Point labeling examples:
— Begin —

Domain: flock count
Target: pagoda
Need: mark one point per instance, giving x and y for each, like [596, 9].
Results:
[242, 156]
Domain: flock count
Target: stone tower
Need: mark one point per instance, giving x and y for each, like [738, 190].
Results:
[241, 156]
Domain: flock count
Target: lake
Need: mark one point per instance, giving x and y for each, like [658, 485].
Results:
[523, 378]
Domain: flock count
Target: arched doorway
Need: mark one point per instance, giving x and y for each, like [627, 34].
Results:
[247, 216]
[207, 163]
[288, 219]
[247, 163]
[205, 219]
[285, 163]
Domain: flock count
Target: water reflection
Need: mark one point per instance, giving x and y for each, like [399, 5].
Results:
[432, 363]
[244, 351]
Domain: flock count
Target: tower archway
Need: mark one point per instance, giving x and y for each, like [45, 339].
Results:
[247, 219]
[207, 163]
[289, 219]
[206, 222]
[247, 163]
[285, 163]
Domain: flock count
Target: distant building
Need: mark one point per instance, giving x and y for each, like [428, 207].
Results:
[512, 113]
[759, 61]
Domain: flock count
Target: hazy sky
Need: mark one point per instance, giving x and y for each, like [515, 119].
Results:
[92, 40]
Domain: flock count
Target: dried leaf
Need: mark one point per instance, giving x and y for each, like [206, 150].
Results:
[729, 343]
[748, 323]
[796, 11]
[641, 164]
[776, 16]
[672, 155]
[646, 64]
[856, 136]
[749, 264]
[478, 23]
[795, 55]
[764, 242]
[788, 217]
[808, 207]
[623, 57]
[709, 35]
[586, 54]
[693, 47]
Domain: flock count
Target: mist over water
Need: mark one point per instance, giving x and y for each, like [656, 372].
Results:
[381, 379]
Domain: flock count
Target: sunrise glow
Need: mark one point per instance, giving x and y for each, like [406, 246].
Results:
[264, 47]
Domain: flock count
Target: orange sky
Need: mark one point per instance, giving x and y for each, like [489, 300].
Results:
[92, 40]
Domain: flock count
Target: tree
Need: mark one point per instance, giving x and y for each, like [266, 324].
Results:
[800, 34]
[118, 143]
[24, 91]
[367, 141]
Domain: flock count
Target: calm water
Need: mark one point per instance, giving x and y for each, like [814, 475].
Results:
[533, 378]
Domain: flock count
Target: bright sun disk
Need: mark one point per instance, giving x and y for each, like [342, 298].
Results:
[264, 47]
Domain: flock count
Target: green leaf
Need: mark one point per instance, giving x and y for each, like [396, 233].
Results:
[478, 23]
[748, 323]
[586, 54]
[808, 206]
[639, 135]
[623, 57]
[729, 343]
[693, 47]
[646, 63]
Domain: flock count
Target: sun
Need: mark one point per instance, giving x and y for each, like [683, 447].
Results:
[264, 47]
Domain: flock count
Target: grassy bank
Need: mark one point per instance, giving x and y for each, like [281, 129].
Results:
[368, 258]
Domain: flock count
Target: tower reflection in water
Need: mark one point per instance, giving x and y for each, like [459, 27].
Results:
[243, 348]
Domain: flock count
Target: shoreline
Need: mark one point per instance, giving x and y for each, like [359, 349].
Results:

— End —

### [Written request]
Print again each line of the listing above, exactly as it appears.

### [Response to the exercise]
Domain: flock count
Target: pagoda
Need: mark one point per instance, giving x and y for each, like [596, 9].
Results:
[242, 156]
Domain: flock count
Target: stone tower
Need: mark one point per instance, giving x and y for each, like [738, 190].
Results:
[241, 156]
Domain: flock count
Target: lake
Need: mark one point per instance, giving x and y for each, like [658, 485].
Results:
[523, 378]
Domain: flock count
Target: arched doorway
Need: mark one point per instance, giving x and y for each, like [627, 34].
Results:
[247, 216]
[207, 163]
[288, 219]
[247, 163]
[205, 219]
[285, 163]
Domain: flock count
Target: water reflection
Need: mark one point per instance, giving x and y for each, like [399, 5].
Results:
[432, 363]
[244, 351]
Domain: flock count
Target: tower archway
Need: mark one point per instance, giving x and y for each, like [45, 339].
Results:
[247, 219]
[207, 163]
[289, 219]
[206, 222]
[247, 163]
[285, 163]
Domain: flock count
Target: distant building
Need: mark one point per instance, giving x and y for each, like [428, 207].
Results:
[512, 113]
[759, 61]
Domain: flock count
Target: hazy sky
Need: mark one point per instance, giving x and y for each, like [515, 119].
Results:
[92, 40]
Domain: flock count
Target: dried leaf
Need: mark one point per instance, giving x and y for each, like [206, 150].
Results:
[729, 343]
[748, 323]
[796, 11]
[641, 164]
[776, 16]
[672, 155]
[646, 64]
[856, 136]
[749, 264]
[478, 23]
[795, 55]
[764, 242]
[788, 217]
[808, 207]
[623, 57]
[709, 35]
[586, 54]
[693, 47]
Domain: flock count
Target: mist over water
Need: mark one point per instance, giving x and y for each, like [656, 372].
Results:
[381, 379]
Domain: flock count
Target: sunrise glow
Need: mark one point per instance, giving x and y for each, like [406, 246].
Results:
[264, 47]
Domain: flock count
Target: orange sky
Need: mark one point per instance, giving x and y for each, like [489, 300].
Results:
[92, 40]
Domain: flock count
Target: tree
Need: mark one point per instance, giving x and y for each, like [266, 324].
Results:
[800, 34]
[118, 143]
[24, 91]
[367, 141]
Domain: flock count
Target: calm water
Need: mark one point per instance, giving x and y for each, like [814, 475].
Results:
[533, 378]
Domain: flock count
Target: bright sun disk
Need: mark one point per instance, giving x and y for each, like [342, 298].
Results:
[264, 47]
Domain: flock count
Target: green leaf
Need: mark one point per instance, giving x and y for each, like [396, 233].
Results:
[478, 23]
[748, 323]
[586, 54]
[808, 206]
[639, 135]
[623, 57]
[729, 343]
[693, 47]
[646, 63]
Domain: flock count
Target: sun
Need: mark one point per instance, giving x and y for each, like [683, 447].
Results:
[264, 47]
Domain: flock count
Target: grassy bank
Need: mark one point per instance, giving x and y for each, like [281, 129].
Results:
[368, 258]
Domain: flock count
Target: tower reflection in water
Need: mark one point per instance, giving x and y for each, like [459, 27].
Results:
[243, 348]
Domain: flock count
Target: shoreline
Need: mark one point per instance, giving x and y for each, like [359, 349].
Results:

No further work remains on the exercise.